BEGIN
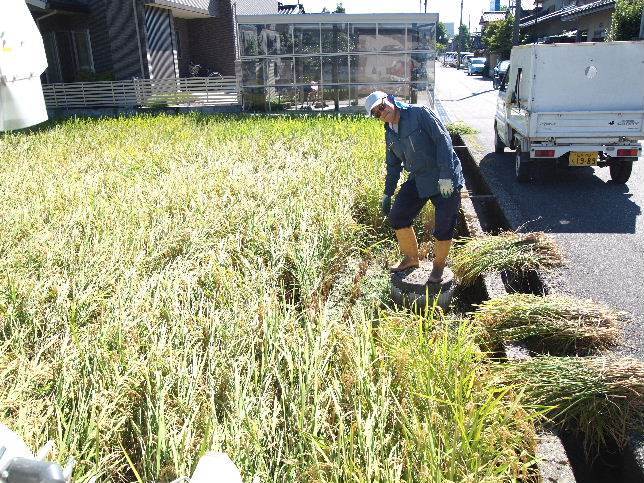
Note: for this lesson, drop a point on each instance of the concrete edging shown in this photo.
(552, 459)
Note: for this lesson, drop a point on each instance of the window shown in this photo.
(83, 50)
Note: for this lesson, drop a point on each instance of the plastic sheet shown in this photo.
(22, 61)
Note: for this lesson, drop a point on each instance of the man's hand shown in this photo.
(446, 187)
(385, 205)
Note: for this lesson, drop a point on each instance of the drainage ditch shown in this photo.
(610, 463)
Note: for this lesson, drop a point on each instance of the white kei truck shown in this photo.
(578, 104)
END
[REQUIREMENT]
Give the entries again, exactly and in full, with no image included.

[TASK ANSWER]
Note: for this lesson, drop a point on each instance of the concrete edging shown in this photo.
(552, 459)
Note: for this lesson, drop a point on each instance of the window shown in this photo.
(83, 50)
Note: for this lesson, drop a point on each instance of the plastic sheet shown in this photo.
(22, 61)
Note: for this lesson, drop a point on each instance of the man's hand shown in this photo.
(446, 187)
(385, 205)
Note: for this lesson, drop a point on each instance of the drainage ditch shown in this photo.
(610, 463)
Note: for this lesson, drop a point on each instance of the white kei truck shown in this photo.
(578, 104)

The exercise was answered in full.